### [Text segment]
*** Block opens ***
# Price Quotes



## mzanubis (Feb 19, 2003)

Hey everybody. I need a new muffler, which I already posted and don't need help on. The old one is rusted out and the idiots who worked on it last took it off to inspect it, but when went to put it back on, they put the inlet pipe to close to the frame rail, now it rattles. This one place subjested a "high performace" exhaust, but grand total was.... $68. Then, they said 123 for struts all aroud. Anybody know where I can get them cheaper, or possibly some upgraded suspension parts? Eh? Eh? LoL. Anyway, other than the one queston, thats it. Thought it was a funny story and wanted to share it with all the cool Nissan peoples on here. Thanks for reading, if you didn't read this, thanks for nothing...  LoL. Get back to me on that one question people. Thanks!


----------



## Asleep (Jan 19, 2003)

123 sounds good to me. i paid 55 EACH for my kyb's. 68 bucks isnt too bad either. but "high performance" always gets me. what kind of sound are you going for? i paid 62 bucks for my flowmaster and i love it.


----------



## mzanubis (Feb 19, 2003)

Alright, for one, I worded that wrong. 123 for EACH strut. As for the exhuast, something louder than stock, but not something i'll get pulled over for. Don't want any of that. Also, I've been on the flowmaster.com (LoL) and I haven't been able to find your muffler at the price you payed for it. Its like really expensive on there. Where did you get it?


----------



## mzanubis (Feb 19, 2003)

Did you buy yours off e-bay like these http://cgi.ebay.com/ebaymotors/ws/eBayISAPI.dll?ViewItem&item=2437438934&category=33590
or did you actually buy them asleep?


----------



## Asleep (Jan 19, 2003)

i got mine from a shop out here that caters to imports, BAP Imports its called. http://www.bapimportparts.com/ 328 is pretty good for tok's too. they usually go for about 550 or so. stiffer than stock though. the kyb's would be a slightly sportier than stock ride.
the muffler i got from Lopers Performance out here in phx. they are actually cheaper than what is listed on the FM site. if you cant find one, you and i could arrange something and i could ship it to you. i know this is one of the cheapest prices youll find.


----------



## mzanubis (Feb 19, 2003)

Yeah, I got another quote from another shop for KYB's for like 350 or a little more upfront plus installation, and like 350 or a little less out back plus installation. Then somebody eles told me that they only muffler I could put on there was a stock one becasue "the inlets are all weird... and in an odd place, so nothing eles will fit on there..." and so on. Obvioulsy this is NOT true because look at yourself. Anyway, anybody know those two vents on the rear deck, right next to the back glass and on either side of the brake light on the back deck? Well mine are starting to come up. I gluid them down once, but they came up. So today I rolled up a small piece of duck tape and put it underneath them, but that didn't stay. I'm thinking of ripping them the hell out and like putting some metal mesh under that carpet to get a little look going there (LoL). Anway, can I just force it under the carpet back there, or will i have to take the rear deck apart, pull up the carpet, lay it in, put the carpet back on, then reassemble the back deck. Basicly, can I do this with as little work as possible, and will it be worth it? Thanks for all your help guys. (well, I guess 1 guy) LoL.
*** Block closes ***
### [Aim of the task]
In the price-quotes thread, how much did Asleep pay for the Flowmaster muffler? The records are separate material and have no connection to the price-quotes thread.

Saved entries
*** Block opens ***
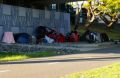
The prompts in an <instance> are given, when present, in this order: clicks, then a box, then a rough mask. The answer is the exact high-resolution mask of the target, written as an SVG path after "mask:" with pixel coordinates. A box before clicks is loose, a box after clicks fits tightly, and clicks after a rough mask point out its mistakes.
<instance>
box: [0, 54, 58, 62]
mask: <svg viewBox="0 0 120 78" xmlns="http://www.w3.org/2000/svg"><path fill="white" fill-rule="evenodd" d="M54 55H56V53H55V52H34V53H28V54H27V53H26V54H25V53H13V52H9V53H6V52H0V62H7V61H18V60H24V59H29V58H37V57H48V56H54Z"/></svg>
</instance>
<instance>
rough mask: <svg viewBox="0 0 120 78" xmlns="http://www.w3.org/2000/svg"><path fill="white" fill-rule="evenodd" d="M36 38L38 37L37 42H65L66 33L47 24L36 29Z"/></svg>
mask: <svg viewBox="0 0 120 78" xmlns="http://www.w3.org/2000/svg"><path fill="white" fill-rule="evenodd" d="M36 38H37V43H39V42H45V43H53V42H65V36H64V35H62V34H61V33H59V32H56V31H55V30H53V29H51V28H48V27H45V26H39V27H38V28H37V29H36ZM49 41H50V42H49Z"/></svg>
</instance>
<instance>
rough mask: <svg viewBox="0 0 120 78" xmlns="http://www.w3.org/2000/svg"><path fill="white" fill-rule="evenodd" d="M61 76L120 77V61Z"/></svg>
mask: <svg viewBox="0 0 120 78" xmlns="http://www.w3.org/2000/svg"><path fill="white" fill-rule="evenodd" d="M61 78H120V63H117V64H112V65H109V66H106V67H102V68H97V69H93V70H89V71H84V72H80V73H74V74H71V75H68V76H65V77H61Z"/></svg>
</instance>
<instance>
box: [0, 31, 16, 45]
mask: <svg viewBox="0 0 120 78" xmlns="http://www.w3.org/2000/svg"><path fill="white" fill-rule="evenodd" d="M2 42H4V43H9V44H10V43H15V40H14V37H13V33H12V32H4V35H3V39H2Z"/></svg>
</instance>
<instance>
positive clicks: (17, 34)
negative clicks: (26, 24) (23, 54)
mask: <svg viewBox="0 0 120 78" xmlns="http://www.w3.org/2000/svg"><path fill="white" fill-rule="evenodd" d="M14 38H15V41H16V42H17V43H20V44H28V43H31V36H30V35H29V34H27V33H18V34H14Z"/></svg>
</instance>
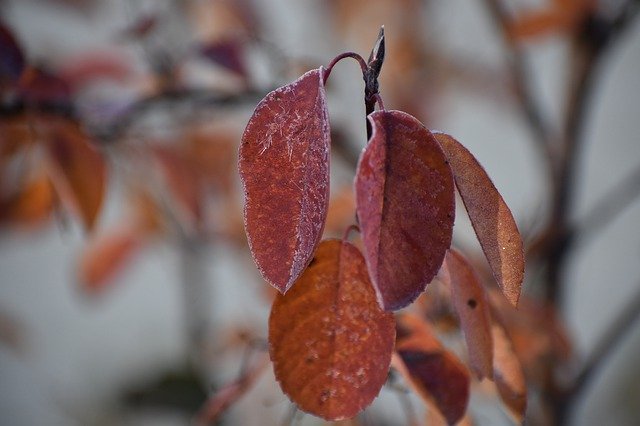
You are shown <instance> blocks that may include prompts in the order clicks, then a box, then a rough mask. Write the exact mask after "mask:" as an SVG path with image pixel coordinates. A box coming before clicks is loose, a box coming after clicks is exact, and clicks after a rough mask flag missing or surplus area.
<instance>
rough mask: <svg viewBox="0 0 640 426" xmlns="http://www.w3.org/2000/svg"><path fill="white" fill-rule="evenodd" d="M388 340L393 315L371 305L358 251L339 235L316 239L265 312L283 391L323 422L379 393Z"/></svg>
mask: <svg viewBox="0 0 640 426" xmlns="http://www.w3.org/2000/svg"><path fill="white" fill-rule="evenodd" d="M394 339H395V330H394V319H393V315H391V314H390V313H386V312H384V311H382V309H381V308H380V307H379V306H378V303H377V301H376V295H375V292H374V290H373V287H372V285H371V282H370V280H369V276H368V274H367V269H366V266H365V263H364V259H363V257H362V254H361V253H360V252H359V251H358V249H357V248H356V247H355V246H353V245H352V244H350V243H348V242H346V241H345V242H341V241H339V240H325V241H323V242H322V243H321V244H320V245H319V246H318V250H317V251H316V254H315V256H314V258H313V260H312V262H311V264H310V265H309V267H308V268H307V270H306V271H305V272H304V273H303V274H302V276H301V277H300V278H299V279H298V281H297V282H296V285H295V286H293V287H292V288H291V290H290V291H289V292H287V293H286V294H285V295H281V294H278V296H277V297H276V300H275V302H274V304H273V308H272V310H271V316H270V318H269V343H270V354H271V360H272V361H273V366H274V371H275V376H276V379H278V381H279V382H280V386H281V387H282V390H283V391H284V392H285V393H286V394H287V395H289V397H290V398H291V400H292V401H294V402H295V403H296V404H297V405H298V406H299V407H300V408H301V409H302V410H304V411H307V412H309V413H312V414H314V415H317V416H320V417H322V418H324V419H327V420H339V419H344V418H349V417H353V416H355V415H356V414H357V413H358V412H359V411H360V410H362V409H363V408H364V407H366V406H367V405H369V404H370V403H371V401H373V399H374V398H375V397H376V395H378V393H379V391H380V388H381V387H382V385H383V384H384V382H385V381H386V379H387V373H388V371H389V364H390V362H391V353H392V351H393V344H394Z"/></svg>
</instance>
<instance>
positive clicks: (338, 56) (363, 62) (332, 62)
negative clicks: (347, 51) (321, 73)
mask: <svg viewBox="0 0 640 426" xmlns="http://www.w3.org/2000/svg"><path fill="white" fill-rule="evenodd" d="M344 58H351V59H355V60H356V61H358V64H360V69H361V70H362V75H363V76H364V75H365V73H366V72H367V63H366V61H365V60H364V58H363V57H362V56H360V55H358V54H357V53H355V52H345V53H341V54H340V55H338V56H336V57H335V58H333V60H332V61H331V62H330V63H329V65H327V69H325V70H324V75H323V76H322V81H323V83H326V82H327V79H328V78H329V74H331V70H333V67H334V66H335V65H336V64H337V63H338V62H340V61H341V60H343V59H344Z"/></svg>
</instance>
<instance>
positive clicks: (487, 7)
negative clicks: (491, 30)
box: [484, 0, 555, 175]
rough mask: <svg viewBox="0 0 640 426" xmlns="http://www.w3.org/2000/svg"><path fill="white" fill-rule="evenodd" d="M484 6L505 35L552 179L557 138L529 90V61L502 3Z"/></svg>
mask: <svg viewBox="0 0 640 426" xmlns="http://www.w3.org/2000/svg"><path fill="white" fill-rule="evenodd" d="M484 2H485V4H486V6H487V9H488V10H489V11H490V12H491V15H492V17H493V19H494V21H495V22H496V24H497V26H498V28H500V30H501V32H502V36H503V40H504V44H505V47H506V49H507V60H508V63H509V70H510V73H511V77H512V78H513V83H514V86H515V93H516V95H517V97H518V100H519V102H518V103H519V105H520V106H521V108H522V112H523V114H524V116H525V118H526V120H527V123H528V125H529V128H530V129H531V132H532V133H533V142H534V143H535V145H536V148H537V151H538V152H539V154H540V157H541V159H542V160H543V161H544V163H545V164H546V165H547V168H548V169H549V171H550V172H551V175H553V173H554V167H555V165H554V158H555V153H554V152H553V149H552V141H553V140H554V139H555V138H554V137H553V134H552V131H551V129H550V127H549V125H548V124H547V122H546V120H545V119H544V117H543V115H542V113H541V111H540V108H539V107H538V105H537V104H536V101H535V96H534V95H533V92H532V91H531V88H530V87H529V80H530V78H529V73H528V71H527V69H528V66H527V63H526V57H525V55H524V54H523V53H522V51H521V50H520V48H519V47H518V46H517V45H516V44H515V42H514V41H513V40H512V38H511V35H510V34H509V23H510V20H511V19H510V17H509V14H508V13H507V10H506V8H505V6H504V4H503V3H502V1H501V0H484Z"/></svg>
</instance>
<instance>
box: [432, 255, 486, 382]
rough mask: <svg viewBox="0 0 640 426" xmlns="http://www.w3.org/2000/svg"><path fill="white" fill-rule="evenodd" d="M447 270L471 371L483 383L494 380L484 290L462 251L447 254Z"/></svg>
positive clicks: (451, 291) (445, 267)
mask: <svg viewBox="0 0 640 426" xmlns="http://www.w3.org/2000/svg"><path fill="white" fill-rule="evenodd" d="M443 267H444V269H445V270H446V275H447V276H448V278H449V281H450V283H451V295H452V299H453V305H454V307H455V309H456V312H458V316H459V317H460V325H461V328H462V331H463V332H464V338H465V340H466V342H467V349H468V351H469V359H470V360H471V368H472V369H473V370H474V372H475V373H476V374H477V375H478V378H479V379H482V378H483V377H488V378H492V377H493V343H492V339H491V313H490V307H489V302H488V300H487V296H486V294H485V291H484V288H483V287H482V284H480V281H479V280H478V277H477V276H476V274H475V272H474V270H473V268H472V266H471V265H470V264H469V262H468V261H467V260H466V259H465V258H464V256H462V254H460V253H459V252H458V251H456V250H452V249H450V250H448V251H447V255H446V256H445V260H444V264H443Z"/></svg>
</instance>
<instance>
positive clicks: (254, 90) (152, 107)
mask: <svg viewBox="0 0 640 426" xmlns="http://www.w3.org/2000/svg"><path fill="white" fill-rule="evenodd" d="M263 95H264V91H257V90H246V91H244V92H240V93H233V94H219V93H215V92H211V91H207V90H202V89H190V90H167V91H163V92H160V93H157V94H153V95H151V96H148V97H146V98H141V99H139V100H138V101H136V102H134V103H133V104H131V105H130V106H129V107H128V108H127V109H126V110H125V111H123V112H122V113H120V114H118V115H117V116H116V117H115V118H114V119H112V120H111V121H110V122H109V123H107V124H106V125H105V126H101V127H100V128H98V129H93V131H94V133H96V134H97V135H98V136H99V137H100V138H101V139H102V140H104V141H107V142H112V141H114V140H117V139H119V138H120V137H121V136H122V135H123V134H124V133H125V132H126V131H127V130H128V129H129V127H131V126H132V125H133V124H134V123H135V122H136V121H137V120H139V119H140V118H141V117H142V116H144V115H145V114H147V113H148V112H150V111H152V110H153V109H155V108H159V107H170V108H175V107H176V106H178V105H180V104H187V105H189V106H190V107H191V108H193V109H197V108H220V107H231V106H237V105H242V104H254V103H256V102H258V101H259V100H260V98H261V97H262V96H263Z"/></svg>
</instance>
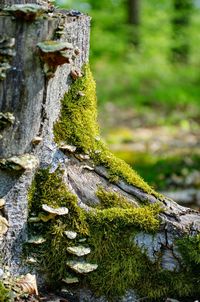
*** Block closes ***
### [Response to the exercise]
62 dollars.